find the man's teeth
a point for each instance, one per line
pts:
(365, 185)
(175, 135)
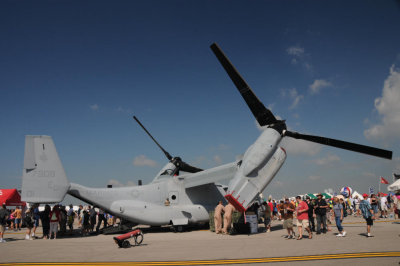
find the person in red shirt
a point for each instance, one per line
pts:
(302, 218)
(271, 207)
(54, 219)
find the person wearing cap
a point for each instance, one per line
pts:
(320, 209)
(368, 213)
(3, 222)
(311, 214)
(219, 210)
(228, 212)
(286, 209)
(302, 218)
(267, 217)
(338, 211)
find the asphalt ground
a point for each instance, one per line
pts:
(202, 247)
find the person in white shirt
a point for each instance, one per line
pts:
(384, 209)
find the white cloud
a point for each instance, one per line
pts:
(298, 56)
(123, 110)
(293, 95)
(277, 183)
(130, 184)
(295, 51)
(142, 160)
(327, 160)
(296, 97)
(94, 107)
(314, 178)
(299, 146)
(367, 174)
(388, 107)
(217, 159)
(318, 84)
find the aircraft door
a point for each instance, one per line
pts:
(173, 197)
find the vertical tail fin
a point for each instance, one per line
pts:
(44, 179)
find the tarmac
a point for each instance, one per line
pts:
(202, 247)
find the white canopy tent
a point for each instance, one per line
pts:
(355, 193)
(395, 186)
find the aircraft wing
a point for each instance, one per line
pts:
(223, 172)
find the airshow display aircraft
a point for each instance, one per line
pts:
(192, 192)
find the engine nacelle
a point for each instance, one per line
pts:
(260, 164)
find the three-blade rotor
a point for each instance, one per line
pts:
(177, 161)
(265, 117)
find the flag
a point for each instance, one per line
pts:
(384, 181)
(396, 176)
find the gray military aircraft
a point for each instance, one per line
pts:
(191, 192)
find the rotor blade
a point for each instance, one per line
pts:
(262, 114)
(148, 133)
(343, 145)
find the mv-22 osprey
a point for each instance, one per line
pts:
(191, 194)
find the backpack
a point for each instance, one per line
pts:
(364, 209)
(344, 210)
(389, 199)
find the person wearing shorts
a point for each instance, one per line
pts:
(302, 218)
(368, 214)
(286, 209)
(18, 217)
(267, 217)
(3, 221)
(54, 219)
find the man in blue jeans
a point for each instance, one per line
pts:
(320, 212)
(368, 213)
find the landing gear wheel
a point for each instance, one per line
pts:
(126, 244)
(139, 239)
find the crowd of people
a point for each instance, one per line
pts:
(55, 221)
(310, 215)
(315, 215)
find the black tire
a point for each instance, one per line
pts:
(139, 239)
(126, 244)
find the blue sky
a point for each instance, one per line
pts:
(79, 70)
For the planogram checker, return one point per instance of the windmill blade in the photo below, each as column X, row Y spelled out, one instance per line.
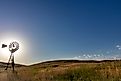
column 8, row 62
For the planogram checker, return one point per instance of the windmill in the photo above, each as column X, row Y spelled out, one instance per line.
column 13, row 47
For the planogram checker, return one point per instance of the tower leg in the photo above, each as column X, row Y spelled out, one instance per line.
column 8, row 62
column 13, row 63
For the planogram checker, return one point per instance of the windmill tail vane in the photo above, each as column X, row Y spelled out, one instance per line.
column 13, row 47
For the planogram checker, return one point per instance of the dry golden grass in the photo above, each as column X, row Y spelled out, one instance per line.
column 102, row 71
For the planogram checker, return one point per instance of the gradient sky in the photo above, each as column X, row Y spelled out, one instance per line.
column 57, row 29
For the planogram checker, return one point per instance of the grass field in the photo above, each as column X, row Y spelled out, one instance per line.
column 66, row 71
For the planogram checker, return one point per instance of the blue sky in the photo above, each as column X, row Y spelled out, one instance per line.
column 64, row 28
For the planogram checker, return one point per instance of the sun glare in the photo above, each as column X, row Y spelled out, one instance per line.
column 19, row 54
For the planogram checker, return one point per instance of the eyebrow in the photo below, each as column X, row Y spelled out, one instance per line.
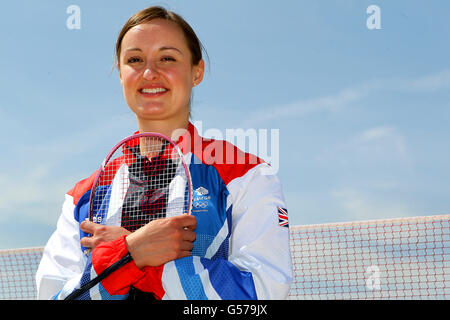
column 160, row 49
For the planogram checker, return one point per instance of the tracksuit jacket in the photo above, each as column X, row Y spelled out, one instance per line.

[Do this]: Copy all of the records above line for line, without changing any wording, and leave out the pictures.

[Full response]:
find the man's teeth
a point for each instance, one per line
pts:
(365, 185)
(175, 135)
find the person in red shirt
a point for each instance, one per line
pts:
(302, 218)
(271, 207)
(54, 219)
find the person wearing cap
a point for each instance, one per line
pts:
(320, 209)
(368, 213)
(3, 222)
(311, 214)
(219, 210)
(228, 212)
(286, 209)
(302, 218)
(267, 217)
(338, 211)
find the asphalt ground
a point for each instance, one per line
pts:
(202, 247)
find the person in white shirt
a point for each instance, one per line
pts:
(384, 209)
find the white cloud
a point for each instance, one per line
pts:
(298, 56)
(123, 110)
(293, 95)
(277, 183)
(130, 184)
(295, 51)
(142, 160)
(327, 160)
(296, 97)
(94, 107)
(314, 178)
(299, 146)
(367, 174)
(388, 107)
(217, 159)
(318, 84)
find the aircraft door
a point for each instance, one per line
pts:
(173, 197)
find the vertical tail fin
a point for each instance, one per line
pts:
(44, 179)
find the tarmac
a point for each instance, one per line
pts:
(202, 247)
find the white canopy tent
a point for each instance, one per line
pts:
(355, 193)
(395, 186)
find the aircraft wing
a point for each instance, one per line
pts:
(223, 172)
find the airshow display aircraft
a point for each instance, one per line
pts:
(192, 192)
find the engine nacelle
a point for each instance, one per line
pts:
(260, 164)
find the three-blade rotor
a point for each instance, one per line
pts:
(177, 161)
(265, 117)
find the flag
a point for each instance, one per line
pts:
(384, 181)
(396, 176)
find the gray military aircraft
a point for each instance, one per line
pts:
(191, 192)
find the rotor blade
a point for each instance, one per line
pts:
(262, 114)
(148, 133)
(343, 145)
find the mv-22 osprey
a point for each instance, one per line
pts:
(191, 194)
find the backpack
a point for each instance, one per line
pts:
(364, 209)
(344, 210)
(389, 199)
find the person wearing shorts
a point for each instance, one per line
pts:
(302, 218)
(368, 214)
(286, 209)
(18, 217)
(267, 217)
(3, 221)
(54, 219)
find the man in blue jeans
a point for each instance, one per line
pts:
(320, 212)
(368, 213)
find the landing gear wheel
a point for each instance, one per line
pts:
(126, 244)
(139, 239)
find the crowd of people
a point for each instance, one per line
pts:
(55, 221)
(310, 215)
(315, 215)
find the black tire
a point for each instance, one per line
pts:
(139, 239)
(126, 244)
find the blue sky
a point for each instance, one per line
pts:
(79, 70)
For the planogram checker, return one point per instance of the windmill blade in the photo below, each as column X, row Y spelled out, one instance per line.
column 8, row 62
For the planogram checker, return one point per instance of the windmill in the photo above, each as column X, row Y spelled out, one instance per line.
column 13, row 47
For the planogram checker, return one point per instance of the tower leg in the photo above, each as column X, row Y spelled out, one instance per line.
column 8, row 62
column 13, row 63
For the planogram checker, return one point per instance of the windmill tail vane in the photo above, each as column X, row Y spelled out, one instance per line.
column 13, row 47
For the planogram checker, return one point per instance of the dry golden grass in the photo above, each as column X, row Y spelled out, one instance per line.
column 102, row 71
For the planogram checker, return one point per instance of the gradient sky in the photo above, each as column X, row Y spelled out, one instance per line.
column 57, row 29
For the planogram checker, return one point per instance of the grass field in the photo above, each as column X, row Y spelled out, one instance per line.
column 66, row 71
For the planogram checker, return one point per instance of the blue sky in the photo above, each as column X, row Y spelled out, one instance per line.
column 64, row 28
For the planogram checker, return one point per instance of the sun glare in the photo above, each as column X, row Y spelled out, one instance per line.
column 19, row 54
For the planogram checker, return one point per instance of the eyebrow in the photo below, each as column X, row Y spelled out, one instance per line.
column 160, row 49
For the planogram checker, return one point per instance of the tracksuit jacket in the photo above, each as column X, row Y spelled out, one instance per line.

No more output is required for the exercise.